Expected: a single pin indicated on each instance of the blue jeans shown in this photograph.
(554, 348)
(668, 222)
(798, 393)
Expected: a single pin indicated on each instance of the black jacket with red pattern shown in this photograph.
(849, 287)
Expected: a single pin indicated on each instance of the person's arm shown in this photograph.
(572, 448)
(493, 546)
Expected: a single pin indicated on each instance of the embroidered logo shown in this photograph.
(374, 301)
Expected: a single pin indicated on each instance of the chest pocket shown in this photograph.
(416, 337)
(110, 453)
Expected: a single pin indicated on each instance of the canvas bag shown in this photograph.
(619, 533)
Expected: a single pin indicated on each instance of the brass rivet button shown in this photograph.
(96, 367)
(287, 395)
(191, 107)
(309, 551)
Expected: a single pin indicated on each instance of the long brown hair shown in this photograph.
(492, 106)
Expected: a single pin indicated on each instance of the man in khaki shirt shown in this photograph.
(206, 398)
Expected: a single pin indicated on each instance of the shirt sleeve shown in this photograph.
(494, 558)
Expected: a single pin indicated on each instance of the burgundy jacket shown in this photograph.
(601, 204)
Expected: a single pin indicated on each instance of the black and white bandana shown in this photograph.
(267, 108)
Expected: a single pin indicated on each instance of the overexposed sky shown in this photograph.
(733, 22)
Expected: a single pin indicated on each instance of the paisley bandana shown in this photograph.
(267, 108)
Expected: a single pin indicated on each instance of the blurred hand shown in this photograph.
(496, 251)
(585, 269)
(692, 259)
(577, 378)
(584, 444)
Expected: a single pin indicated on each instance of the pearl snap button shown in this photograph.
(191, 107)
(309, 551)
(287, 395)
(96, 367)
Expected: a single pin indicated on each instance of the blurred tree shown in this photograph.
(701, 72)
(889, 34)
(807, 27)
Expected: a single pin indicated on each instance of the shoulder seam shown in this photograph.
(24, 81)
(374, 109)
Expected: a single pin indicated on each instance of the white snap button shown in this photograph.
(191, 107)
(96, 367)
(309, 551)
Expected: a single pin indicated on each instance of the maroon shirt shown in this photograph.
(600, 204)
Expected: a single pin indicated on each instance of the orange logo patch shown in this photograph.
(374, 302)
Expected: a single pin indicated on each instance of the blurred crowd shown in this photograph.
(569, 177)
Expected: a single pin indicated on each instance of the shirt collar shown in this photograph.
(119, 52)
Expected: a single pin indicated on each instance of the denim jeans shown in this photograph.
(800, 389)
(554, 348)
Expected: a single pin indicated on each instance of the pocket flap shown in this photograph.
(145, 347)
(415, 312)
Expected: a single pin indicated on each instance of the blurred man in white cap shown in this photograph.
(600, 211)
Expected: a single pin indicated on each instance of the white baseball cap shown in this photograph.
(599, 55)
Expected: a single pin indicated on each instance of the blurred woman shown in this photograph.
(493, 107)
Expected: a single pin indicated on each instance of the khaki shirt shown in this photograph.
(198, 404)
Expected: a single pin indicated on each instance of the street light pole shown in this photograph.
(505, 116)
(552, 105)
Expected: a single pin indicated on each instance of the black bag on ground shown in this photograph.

++++++++++++++++++++

Turn every line of the listing above into a numbered list, leaving out any blank lines.

SOLUTION TO THE PROBLEM -
1. Expected: a single pin indicated on each instance of the blue jeans shown in this photograph.
2. (554, 348)
3. (668, 222)
4. (798, 393)
5. Expected: a single pin indicated on each instance of the black jacket with red pattern shown in this photograph.
6. (849, 287)
7. Expected: a single pin indicated on each instance of the person's arm shown in this photograph.
8. (572, 448)
9. (493, 546)
10. Expected: a single pin indicated on each instance of the embroidered logo shown in this photograph.
11. (374, 301)
12. Expected: a single pin indicated on each instance of the chest pocket shown in this photograph.
13. (416, 337)
14. (110, 453)
15. Expected: a single pin indicated on each instance of the canvas bag shown in this photograph.
16. (619, 533)
17. Expected: a single pin indicated on each instance of the brass rivet button shown in this photograph.
18. (96, 367)
19. (287, 395)
20. (191, 107)
21. (309, 551)
22. Expected: a single pin indicated on each instance of the long brown hair shown in this photograph.
23. (492, 106)
24. Expected: a single pin indicated on each instance of the man in khaki shirt shown in this photograph.
25. (206, 398)
26. Expected: a single pin indicated on each instance of the shirt sleeve shown in this photograph.
27. (494, 558)
28. Expected: a single pin indicated on each instance of the burgundy jacket shown in this photograph.
29. (601, 204)
30. Expected: a single pin indicated on each instance of the black and white bandana shown in this photograph.
31. (267, 108)
32. Expected: a single pin indicated on each instance of the overexposed sky shown in this photograph.
33. (733, 22)
34. Expected: a single pin indicated on each instance of the paisley bandana shown in this photograph.
35. (267, 108)
36. Expected: a single pin indicated on each instance of the blurred hand shown in this photograph.
37. (496, 251)
38. (585, 269)
39. (692, 259)
40. (577, 378)
41. (584, 444)
42. Expected: a single pin indicated on each instance of the pearl snap button shown in this photograph.
43. (191, 107)
44. (309, 551)
45. (287, 395)
46. (96, 367)
47. Expected: a single pin indicated on each instance of the blurred tree shown in this photograph.
48. (701, 72)
49. (889, 34)
50. (807, 27)
51. Expected: a single pin indicated on each instance of the shoulder seam shown in this photograph.
52. (24, 81)
53. (374, 109)
54. Expected: a single pin indicated on each instance of the white snap button shown in this photograph.
55. (191, 107)
56. (96, 367)
57. (309, 551)
58. Expected: a single pin indicated on each instance of the maroon shirt shown in this photograph.
59. (600, 204)
60. Expected: a single pin indicated on each instance of the orange logo patch shown in this photograph.
61. (374, 302)
62. Expected: a single pin indicated on each instance of the blurred crowd shown in this photograph.
63. (569, 177)
64. Expected: a single pin indicated on each instance of the shirt collar shown in this photograph.
65. (119, 52)
66. Expected: a single pin indicated on each instance of the denim jeans shown in this photograph.
67. (800, 389)
68. (554, 348)
69. Expected: a single pin indicated on each instance of the pocket flap shown in this photograph.
70. (145, 347)
71. (415, 312)
72. Expected: a single pin indicated on each instance of the blurred man in white cap shown in this photograph.
73. (600, 211)
74. Expected: a single pin indicated on each instance of the white baseball cap shown in this photograph.
75. (599, 55)
76. Expected: a single pin indicated on each instance of the blurred woman shown in this photograph.
77. (493, 107)
78. Expected: a single pin indicated on each instance of the khaki shirt shown in this photograph.
79. (198, 404)
80. Expected: a single pin indicated on each instance of the street light pole shown in this photograph.
81. (505, 116)
82. (552, 105)
83. Expected: a single pin indicated on each instance of the black bag on ground shown in this photograph.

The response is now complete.